Ели в молчании. Окончив, вновь поднялись, игумен вышел вперед. Начался чин панагии – как бы молебен с благословением хлебов. Я не помню точно его содержание. Но ясно осталось в памяти, что все поодиночке проходили мимо благословлявшего отца игумена, монах подавал каждому с огромного блюда кусочек благословенного хлеба, так обильно окуриваемого ладаном из особой кадильницы (кация – плоская, с ручкой), что и во рту он благоухал. Хлеб этот запивали святой водой. Помню золотое солнце, игравшее лучами сквозь окно в нежно-сиреневом дыму каждения, помню три фигуры у самых дверей, низко кланявшиеся каждому выходившему: чтец, повар и трапезарь. Они просят прощения, если что-нибудь было не так. В будни же они, в знак смирения и прося о снисхождении к себе, лежат распростершись перед выходящими.
Таков древний афонский обычай.
* * *Все это может показаться странным и далеким человеку нашей пестрой культуры.
Что делать. Священнодейственность очень важная, яркая черта монашеской жизни. Входя к вам в комнату, монах всегда крестится на икону и кланяется ей. Встречая другого, если сам он иеромонах, то благословляет. Если встретил иеромонаха простой монах – подходит под благословение. Встречаясь с игуменом, – земной поклон. Садясь за стол, непременно читает молитву. Иеромонах, кроме того, благословляет «яства и пития».
Это непривычно для мирянина. Но в монастыре вообще все непривычно, все особенное. Монастырь не мир. Можно разно относиться к монастырям, но нельзя отрицать их «внушительности». Нравится ли оно вам или нет, но здесь люди делают то, что считают первостепенным. Монах как бы живет в Боге, «ходит в нем». Естественно его желание приобщить к Богу каждый шаг своей жизни, каждое как будто будничное ее проявление. Поняв это, став на иную, высшую, чем наша, ступень отношения к миру, мы не удивимся необычному для светского человека количеству крестных знамений, благословений, молитв, каждений монашеского обихода.

- - - -

| Задания |
(1) Кратко изложите текст об афонской монастырской жизни в двух предложениях.
(2) Продолжите текст об афонской монастырской жизни, начиная сразу после его последнего предложения.

| Предоставленный материал |

- - - -

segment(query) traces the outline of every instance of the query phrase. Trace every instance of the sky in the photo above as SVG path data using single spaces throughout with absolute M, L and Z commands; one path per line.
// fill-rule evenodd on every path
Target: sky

- - - -

| Ответы по порядку |
(1) После трапезы, прошедшей в молчании, совершается чин панагии: все по одному получают кусочек благословенного хлеба, обильно окуренного ладаном, и запивают его святой водой, а чтец, повар и трапезарь у дверей низко кланяются выходящим и просят прощения. Священнодейственность — важная черта монашеской жизни, ведь монах желает приобщить к Богу каждый шаг своей жизни, поэтому крестные знамения, благословения, молитвы и каждения сопровождают весь монашеский обиход.

(2)
Здесь самую жизнь обращают в священную поэму.
Монастырская жизнь
…Утром просыпаешься всегда под доносящееся пение: оканчивается литургия. Седьмой час. Пока спал, отошли утреня и ранняя обедня. Службы эти совершались и в больших соборах, и в маленьких домовых церквах, т. н. параклисах, их до двадцати в Пантелеймоновом монастыре. Стройные отзывы хора, иногда сливаясь, покрывая друг друга, слышатся именно из параклисов – монастырские корпуса пронизаны ими, как певучими, перекликающимися ячейками. (Недалеко от меня как раз параклис преподобного Серафима Саровского с известной сценой на стене: святой кормит медведя. Лубочная простота живописи, лапти преподобного, бурый и толстый медведь, русские сосны – все это мне очень нравилось, особенно тут, в Элладе).
Значит, всю ночь работала духовная «электростанция». Всю ночь в этих небольших, но обмоленных храмах тепло струились свечи, шло излучение светлых и благоговейных чувств.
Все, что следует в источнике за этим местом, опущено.